-- Start Source --
Adam Zagajewski was born in Lvov in 1945. His previous books include Tremor; Canvas; Mysticism for Beginners; Without End; Solidarity, Solitude; Two Cities; Another Beauty; and A Defense of Ardor—all published by FSG. He lives in Paris and Houston.

Book Synopsis

The highway became the Red Sea.

We moved through the storm like a sheer valley.

You drove; I looked at you with love.

—from "Storm"

One of the most gifted and readable poets of his time, Adam Zagajewski is proving to be a contemporary classic. Few writers in either poetry or prose can be said to have attained the lucid intelligence and limpid economy of style that have become a matter of course with Zagajewski. It is these qualities, combined with his wry humor, gentle skepticism, and perpetual sense of history's dark possibilities, that have earned him a devoted international following. This collection, gracefully translated by Clare Cavanagh, finds the poet reflecting on place, language, and history. Especially moving here are his tributes to writers, friends known in person or in books—people such as Milosz and Sebald, Brodsky and Blake—which intermingle naturally with portraits of family members and loved ones. Eternal Enemies is a luminous meeting of art and everyday life.
-- End Source --
- What you need to do -
#1 According to the book description, who translated the collection?
#2 Render this sentence from the book description in Spanish: "He lives in Paris and Houston."
#3 Carry the book description forward with a short passage that begins right after its last sentence.
The records come from a separate source, unrelated to the book description.
-- Start Stored rows --
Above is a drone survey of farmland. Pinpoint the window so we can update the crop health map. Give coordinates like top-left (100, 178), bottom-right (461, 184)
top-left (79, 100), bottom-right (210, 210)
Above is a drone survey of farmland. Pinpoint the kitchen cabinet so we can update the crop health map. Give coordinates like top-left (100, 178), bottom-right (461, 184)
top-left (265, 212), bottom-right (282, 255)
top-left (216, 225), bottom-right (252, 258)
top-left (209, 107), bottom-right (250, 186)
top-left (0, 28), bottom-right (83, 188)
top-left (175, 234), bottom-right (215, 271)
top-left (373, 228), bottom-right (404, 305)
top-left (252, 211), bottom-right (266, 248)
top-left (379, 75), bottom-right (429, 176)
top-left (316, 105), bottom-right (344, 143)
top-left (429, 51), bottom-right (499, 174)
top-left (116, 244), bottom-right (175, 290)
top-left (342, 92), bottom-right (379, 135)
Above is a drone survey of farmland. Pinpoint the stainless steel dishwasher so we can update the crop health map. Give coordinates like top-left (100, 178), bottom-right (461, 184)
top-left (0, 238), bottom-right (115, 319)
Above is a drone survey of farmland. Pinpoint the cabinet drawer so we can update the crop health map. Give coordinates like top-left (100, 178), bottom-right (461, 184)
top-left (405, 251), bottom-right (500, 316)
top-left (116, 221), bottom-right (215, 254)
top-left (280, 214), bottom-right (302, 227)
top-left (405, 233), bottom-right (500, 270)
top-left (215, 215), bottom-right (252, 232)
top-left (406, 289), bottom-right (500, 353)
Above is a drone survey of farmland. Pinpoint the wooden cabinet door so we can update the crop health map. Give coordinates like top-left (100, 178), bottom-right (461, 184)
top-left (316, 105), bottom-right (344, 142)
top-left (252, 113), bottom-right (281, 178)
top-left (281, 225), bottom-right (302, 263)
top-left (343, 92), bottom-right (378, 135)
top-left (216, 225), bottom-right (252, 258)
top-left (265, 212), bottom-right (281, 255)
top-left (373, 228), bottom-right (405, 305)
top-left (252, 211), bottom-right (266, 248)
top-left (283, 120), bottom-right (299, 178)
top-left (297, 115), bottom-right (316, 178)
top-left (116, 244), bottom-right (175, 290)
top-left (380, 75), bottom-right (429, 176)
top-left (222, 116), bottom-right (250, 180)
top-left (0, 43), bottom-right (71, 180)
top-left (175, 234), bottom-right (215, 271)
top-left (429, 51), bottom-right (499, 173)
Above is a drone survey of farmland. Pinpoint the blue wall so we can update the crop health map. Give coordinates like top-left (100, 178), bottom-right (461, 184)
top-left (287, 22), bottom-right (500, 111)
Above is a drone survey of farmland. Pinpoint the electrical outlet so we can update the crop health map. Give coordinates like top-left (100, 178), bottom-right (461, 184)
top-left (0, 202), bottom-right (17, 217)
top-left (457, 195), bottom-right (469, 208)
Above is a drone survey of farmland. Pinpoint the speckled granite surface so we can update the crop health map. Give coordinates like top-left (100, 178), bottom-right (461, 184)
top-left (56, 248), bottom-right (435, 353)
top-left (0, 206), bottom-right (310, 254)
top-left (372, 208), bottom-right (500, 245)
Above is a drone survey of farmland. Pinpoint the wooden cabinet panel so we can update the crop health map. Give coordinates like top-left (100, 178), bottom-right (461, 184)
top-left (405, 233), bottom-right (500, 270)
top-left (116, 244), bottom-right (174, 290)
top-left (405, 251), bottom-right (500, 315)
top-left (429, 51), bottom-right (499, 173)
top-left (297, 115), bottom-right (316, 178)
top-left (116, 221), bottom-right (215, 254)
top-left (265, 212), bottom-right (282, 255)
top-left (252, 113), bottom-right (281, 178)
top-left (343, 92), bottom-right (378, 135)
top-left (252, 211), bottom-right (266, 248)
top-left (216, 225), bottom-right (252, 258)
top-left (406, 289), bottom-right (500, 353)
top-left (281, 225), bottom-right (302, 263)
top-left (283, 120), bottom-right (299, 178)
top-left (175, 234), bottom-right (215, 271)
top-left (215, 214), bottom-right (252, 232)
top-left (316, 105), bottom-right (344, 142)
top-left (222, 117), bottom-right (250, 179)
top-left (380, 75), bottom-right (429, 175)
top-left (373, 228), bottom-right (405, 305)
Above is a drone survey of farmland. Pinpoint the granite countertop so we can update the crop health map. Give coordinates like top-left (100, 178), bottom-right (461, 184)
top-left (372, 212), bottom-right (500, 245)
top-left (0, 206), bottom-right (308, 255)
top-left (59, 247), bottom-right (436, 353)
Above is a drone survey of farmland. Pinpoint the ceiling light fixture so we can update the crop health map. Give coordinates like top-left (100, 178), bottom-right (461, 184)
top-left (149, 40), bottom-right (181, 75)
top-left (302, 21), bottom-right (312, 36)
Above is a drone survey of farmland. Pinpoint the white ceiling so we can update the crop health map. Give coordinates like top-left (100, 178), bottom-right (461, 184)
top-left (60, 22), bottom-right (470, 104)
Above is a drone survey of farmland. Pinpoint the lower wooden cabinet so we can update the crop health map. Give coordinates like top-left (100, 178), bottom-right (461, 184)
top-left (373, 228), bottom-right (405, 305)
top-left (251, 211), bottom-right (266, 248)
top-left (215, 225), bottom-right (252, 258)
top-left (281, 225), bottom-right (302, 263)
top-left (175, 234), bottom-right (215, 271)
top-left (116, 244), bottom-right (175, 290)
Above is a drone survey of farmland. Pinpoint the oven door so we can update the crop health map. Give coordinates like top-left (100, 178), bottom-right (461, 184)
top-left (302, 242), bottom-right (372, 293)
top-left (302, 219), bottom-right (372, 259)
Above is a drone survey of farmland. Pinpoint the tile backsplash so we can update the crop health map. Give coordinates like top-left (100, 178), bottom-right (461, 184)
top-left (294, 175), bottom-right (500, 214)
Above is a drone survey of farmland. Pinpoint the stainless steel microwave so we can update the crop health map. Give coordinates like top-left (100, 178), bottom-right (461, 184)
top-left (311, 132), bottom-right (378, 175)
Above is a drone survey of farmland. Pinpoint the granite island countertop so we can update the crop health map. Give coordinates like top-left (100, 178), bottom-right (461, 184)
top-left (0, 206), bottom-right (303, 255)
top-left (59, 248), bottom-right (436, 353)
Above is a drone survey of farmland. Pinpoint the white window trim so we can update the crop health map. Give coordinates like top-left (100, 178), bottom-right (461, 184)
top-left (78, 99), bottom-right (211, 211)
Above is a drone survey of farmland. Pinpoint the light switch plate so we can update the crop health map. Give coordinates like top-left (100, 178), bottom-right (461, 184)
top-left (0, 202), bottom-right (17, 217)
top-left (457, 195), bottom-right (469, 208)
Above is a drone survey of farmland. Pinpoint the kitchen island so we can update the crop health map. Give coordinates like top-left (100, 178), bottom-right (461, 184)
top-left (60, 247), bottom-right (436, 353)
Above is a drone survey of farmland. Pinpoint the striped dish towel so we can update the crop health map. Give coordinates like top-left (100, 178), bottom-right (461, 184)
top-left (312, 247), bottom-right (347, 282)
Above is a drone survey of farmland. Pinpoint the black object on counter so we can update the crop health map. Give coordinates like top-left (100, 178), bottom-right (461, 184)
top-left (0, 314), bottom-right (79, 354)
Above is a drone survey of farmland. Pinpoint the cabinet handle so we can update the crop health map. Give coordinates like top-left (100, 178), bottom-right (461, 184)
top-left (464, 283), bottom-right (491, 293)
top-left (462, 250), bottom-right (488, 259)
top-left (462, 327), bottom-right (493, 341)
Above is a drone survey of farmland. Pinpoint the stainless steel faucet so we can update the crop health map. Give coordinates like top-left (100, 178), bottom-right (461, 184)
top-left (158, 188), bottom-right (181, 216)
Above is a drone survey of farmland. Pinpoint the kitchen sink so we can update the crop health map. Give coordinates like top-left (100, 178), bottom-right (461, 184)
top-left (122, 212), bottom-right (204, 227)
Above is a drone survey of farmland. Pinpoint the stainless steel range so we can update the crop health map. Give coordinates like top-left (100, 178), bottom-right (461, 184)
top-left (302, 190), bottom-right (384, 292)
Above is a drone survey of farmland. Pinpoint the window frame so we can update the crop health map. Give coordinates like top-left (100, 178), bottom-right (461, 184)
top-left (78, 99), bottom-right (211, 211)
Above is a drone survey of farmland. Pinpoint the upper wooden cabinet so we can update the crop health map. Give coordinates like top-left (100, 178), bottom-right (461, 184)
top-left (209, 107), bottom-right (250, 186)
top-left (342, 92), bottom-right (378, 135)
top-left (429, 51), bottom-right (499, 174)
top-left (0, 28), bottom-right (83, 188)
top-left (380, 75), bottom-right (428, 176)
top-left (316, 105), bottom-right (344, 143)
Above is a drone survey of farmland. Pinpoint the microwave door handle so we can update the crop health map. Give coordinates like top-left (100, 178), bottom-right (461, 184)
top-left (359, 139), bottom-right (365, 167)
-- End Stored rows --
- Task-by-task outputs -
#1 Clare Cavanagh

#2 Vive en París y Houston.

#3
Publishers Weekly

Celebrated on two continents, Polish poet Zagajewski (A Defense of Ardor) looks back with some self-consciousness, in these new poems, at the lyricism of his compatriot Czeslaw Milosz, at the prewar Poland he portrayed, and at a Miloszian mixture of pathos, faith and doubt. Set in Krakow, Italy, Houston and New York, these frequently brief and always inviting works present, at their most general, "the world's materiality at dawn-/ and the soul's frailty." More specific elegies remember Milosz, Joseph Brodsky, Alexander Wat, W.G. Sebald, or look back on the poet's own "childhood, which evaporated/ like a puddle gleaming with a rainbow of gasoline." Cavanagh's supple translations let the verse sing in American English without making this Polish poet sound too American: as much as he embraces his new home (he is now teaching at the University of Chicago), he remembers, too, that "the Holocaust Museum in Washington" holds "my childhood, my wagons, my rust." Perhaps narrow in their sweet, sad moods, Zagajewski's poems remain wide in their sympathies. One especially ambitious work imagines the people of the ancient Near East coming alive again, startling archeologists: "Look, a flame stirs from the ashes./ Yes, I recognize the face." (Apr.)